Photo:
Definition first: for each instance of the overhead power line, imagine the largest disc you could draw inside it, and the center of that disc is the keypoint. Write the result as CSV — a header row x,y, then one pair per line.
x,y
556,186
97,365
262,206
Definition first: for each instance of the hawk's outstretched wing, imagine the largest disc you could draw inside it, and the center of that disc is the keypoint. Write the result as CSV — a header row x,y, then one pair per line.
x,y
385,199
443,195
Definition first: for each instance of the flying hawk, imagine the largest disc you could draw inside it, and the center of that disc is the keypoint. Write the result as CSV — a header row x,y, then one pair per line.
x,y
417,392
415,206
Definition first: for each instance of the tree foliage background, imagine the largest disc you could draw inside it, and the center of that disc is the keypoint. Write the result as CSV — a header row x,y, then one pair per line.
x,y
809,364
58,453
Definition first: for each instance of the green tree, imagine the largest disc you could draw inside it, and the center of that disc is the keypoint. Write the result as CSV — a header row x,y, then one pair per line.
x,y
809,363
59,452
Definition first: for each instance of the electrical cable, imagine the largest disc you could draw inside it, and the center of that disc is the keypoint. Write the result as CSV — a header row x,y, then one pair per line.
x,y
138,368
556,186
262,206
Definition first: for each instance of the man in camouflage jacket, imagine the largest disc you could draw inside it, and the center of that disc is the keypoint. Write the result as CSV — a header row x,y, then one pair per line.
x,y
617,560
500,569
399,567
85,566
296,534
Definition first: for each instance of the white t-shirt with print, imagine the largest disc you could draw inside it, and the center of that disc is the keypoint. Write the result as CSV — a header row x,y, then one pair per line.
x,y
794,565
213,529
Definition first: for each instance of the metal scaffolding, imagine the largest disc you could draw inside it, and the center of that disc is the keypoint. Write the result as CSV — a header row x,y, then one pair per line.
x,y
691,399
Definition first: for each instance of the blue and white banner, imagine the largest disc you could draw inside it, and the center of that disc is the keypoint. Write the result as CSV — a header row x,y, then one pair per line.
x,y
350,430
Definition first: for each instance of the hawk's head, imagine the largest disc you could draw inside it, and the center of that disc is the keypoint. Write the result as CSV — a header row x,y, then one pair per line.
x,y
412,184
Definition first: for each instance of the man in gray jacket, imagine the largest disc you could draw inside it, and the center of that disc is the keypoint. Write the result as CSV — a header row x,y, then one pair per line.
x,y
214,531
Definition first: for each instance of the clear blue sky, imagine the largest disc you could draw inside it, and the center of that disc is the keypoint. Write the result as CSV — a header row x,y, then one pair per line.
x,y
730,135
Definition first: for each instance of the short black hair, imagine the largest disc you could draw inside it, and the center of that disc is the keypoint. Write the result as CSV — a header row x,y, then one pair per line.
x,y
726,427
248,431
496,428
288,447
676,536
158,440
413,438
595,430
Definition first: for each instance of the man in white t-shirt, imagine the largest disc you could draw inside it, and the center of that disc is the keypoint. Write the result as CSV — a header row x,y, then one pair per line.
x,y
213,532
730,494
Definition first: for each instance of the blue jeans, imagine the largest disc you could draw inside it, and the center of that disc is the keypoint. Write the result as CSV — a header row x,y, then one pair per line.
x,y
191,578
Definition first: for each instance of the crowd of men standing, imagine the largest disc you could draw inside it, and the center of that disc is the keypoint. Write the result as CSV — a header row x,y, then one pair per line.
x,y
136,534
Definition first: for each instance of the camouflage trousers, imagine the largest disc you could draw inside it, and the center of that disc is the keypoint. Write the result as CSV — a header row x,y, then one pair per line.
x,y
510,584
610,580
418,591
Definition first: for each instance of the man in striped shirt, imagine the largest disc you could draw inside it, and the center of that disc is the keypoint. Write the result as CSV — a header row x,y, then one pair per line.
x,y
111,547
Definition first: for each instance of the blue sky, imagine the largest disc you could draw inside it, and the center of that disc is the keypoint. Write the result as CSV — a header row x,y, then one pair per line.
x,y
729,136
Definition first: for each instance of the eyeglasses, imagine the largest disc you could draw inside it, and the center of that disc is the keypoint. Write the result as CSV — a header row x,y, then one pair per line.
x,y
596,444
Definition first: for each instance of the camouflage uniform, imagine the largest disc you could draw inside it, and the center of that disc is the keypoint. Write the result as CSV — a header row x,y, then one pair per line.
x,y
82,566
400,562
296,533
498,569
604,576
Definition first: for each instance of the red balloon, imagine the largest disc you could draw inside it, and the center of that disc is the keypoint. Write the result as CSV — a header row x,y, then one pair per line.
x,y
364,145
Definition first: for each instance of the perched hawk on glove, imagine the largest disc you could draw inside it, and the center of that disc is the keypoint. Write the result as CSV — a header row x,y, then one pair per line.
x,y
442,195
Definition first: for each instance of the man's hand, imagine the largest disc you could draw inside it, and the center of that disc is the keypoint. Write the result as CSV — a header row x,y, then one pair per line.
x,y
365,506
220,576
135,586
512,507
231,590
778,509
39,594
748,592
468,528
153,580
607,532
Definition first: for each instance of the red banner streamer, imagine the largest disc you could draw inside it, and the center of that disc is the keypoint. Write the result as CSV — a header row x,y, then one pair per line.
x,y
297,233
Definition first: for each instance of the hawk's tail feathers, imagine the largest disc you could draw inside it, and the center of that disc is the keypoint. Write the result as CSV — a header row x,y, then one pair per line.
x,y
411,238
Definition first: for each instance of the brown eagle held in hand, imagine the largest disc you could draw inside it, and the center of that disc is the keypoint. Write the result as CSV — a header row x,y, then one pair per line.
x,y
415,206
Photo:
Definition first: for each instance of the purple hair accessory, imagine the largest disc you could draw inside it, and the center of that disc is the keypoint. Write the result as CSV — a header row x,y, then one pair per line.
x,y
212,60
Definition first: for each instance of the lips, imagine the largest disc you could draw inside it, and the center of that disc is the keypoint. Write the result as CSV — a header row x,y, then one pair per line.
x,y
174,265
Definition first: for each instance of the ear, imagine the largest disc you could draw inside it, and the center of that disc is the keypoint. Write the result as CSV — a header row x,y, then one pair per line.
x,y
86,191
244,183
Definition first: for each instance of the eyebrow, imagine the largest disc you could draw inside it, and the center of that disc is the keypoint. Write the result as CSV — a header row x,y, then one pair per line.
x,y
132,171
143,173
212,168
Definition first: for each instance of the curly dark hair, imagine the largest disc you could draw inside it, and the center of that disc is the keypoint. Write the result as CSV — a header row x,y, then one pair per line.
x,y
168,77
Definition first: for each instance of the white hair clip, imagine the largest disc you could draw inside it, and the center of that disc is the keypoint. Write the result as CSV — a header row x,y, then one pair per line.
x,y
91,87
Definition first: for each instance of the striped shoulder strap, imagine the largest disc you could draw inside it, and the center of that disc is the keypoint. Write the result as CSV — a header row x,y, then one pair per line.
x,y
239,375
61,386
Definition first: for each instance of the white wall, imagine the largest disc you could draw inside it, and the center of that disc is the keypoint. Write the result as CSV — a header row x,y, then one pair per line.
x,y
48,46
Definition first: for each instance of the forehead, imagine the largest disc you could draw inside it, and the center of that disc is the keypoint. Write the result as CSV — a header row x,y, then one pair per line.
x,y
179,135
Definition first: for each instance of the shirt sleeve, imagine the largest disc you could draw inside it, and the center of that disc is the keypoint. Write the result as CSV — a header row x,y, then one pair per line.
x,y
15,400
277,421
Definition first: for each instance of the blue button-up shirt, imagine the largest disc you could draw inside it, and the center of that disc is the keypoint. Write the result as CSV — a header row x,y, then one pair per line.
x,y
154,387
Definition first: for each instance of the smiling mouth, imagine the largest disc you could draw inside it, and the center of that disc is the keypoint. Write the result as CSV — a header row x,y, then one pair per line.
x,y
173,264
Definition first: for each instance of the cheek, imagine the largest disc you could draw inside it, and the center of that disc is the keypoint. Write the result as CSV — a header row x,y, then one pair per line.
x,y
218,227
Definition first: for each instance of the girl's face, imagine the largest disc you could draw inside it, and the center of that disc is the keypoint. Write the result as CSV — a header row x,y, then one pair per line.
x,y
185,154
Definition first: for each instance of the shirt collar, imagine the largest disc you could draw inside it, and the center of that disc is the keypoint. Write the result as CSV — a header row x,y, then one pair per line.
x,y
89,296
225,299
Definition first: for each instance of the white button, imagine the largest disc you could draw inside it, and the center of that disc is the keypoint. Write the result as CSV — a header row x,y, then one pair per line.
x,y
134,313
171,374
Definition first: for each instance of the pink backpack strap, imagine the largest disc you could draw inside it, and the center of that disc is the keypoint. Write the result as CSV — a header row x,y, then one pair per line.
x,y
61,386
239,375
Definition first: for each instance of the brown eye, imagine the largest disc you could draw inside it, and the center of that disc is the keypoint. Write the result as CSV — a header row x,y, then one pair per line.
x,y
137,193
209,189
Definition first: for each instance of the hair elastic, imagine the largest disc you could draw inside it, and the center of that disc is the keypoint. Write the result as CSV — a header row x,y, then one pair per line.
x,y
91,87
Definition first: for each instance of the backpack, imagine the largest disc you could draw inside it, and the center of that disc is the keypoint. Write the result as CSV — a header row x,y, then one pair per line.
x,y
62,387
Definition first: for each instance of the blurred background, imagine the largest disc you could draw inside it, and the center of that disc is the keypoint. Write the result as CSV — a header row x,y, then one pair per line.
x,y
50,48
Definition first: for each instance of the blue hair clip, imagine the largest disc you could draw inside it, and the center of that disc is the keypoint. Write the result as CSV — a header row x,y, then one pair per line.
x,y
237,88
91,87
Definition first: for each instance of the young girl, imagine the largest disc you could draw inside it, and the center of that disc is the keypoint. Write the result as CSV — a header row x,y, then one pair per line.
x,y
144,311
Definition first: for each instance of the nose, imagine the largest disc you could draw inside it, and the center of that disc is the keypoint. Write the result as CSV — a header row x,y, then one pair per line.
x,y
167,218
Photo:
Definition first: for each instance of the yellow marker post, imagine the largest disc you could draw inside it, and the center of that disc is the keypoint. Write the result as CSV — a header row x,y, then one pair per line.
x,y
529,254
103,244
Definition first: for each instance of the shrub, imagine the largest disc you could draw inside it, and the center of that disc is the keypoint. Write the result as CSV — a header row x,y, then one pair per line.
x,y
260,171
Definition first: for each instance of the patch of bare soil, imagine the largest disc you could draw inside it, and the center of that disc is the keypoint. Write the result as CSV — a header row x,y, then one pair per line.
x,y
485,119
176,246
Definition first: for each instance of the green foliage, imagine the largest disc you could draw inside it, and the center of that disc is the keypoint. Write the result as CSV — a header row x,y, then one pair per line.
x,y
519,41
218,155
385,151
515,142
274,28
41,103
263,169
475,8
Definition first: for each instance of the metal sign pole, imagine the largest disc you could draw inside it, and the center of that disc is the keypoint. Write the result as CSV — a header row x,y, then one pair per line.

◆ What you should do ◆
Look above for the line that holds "Definition first: for each instance of the shrub, imagine", then copy it and each line after it exactly, through the last line of the data.

◆ Response ◆
Definition first: for each instance of the shrub, imagine the largest disc you could draw inside it, and the center of that disc is the keypoint. Write the result as CSV — a header row x,y, then one pair per line.
x,y
260,171
Definition first: for each instance of the patch of bare soil, imagine the largest disc you could draw inside it, and the center of that disc is the keypoint. Write the result as CSV — a header row x,y, then one pair per line.
x,y
485,119
176,246
Definition first: for each instance of the green foliage, imagine the largest disc you could draw inside it, and the center of that disc is the keypoint. Write the result as CSV — a header row x,y, then one pair per line.
x,y
519,41
218,155
385,151
515,142
274,28
41,103
263,169
475,8
Definition first: for each instance of the metal sign pole, imagine the largest disc you could draw inside it, and the center of that disc is the keypoint. Write the result as CSV — a header row x,y, then one pair per line.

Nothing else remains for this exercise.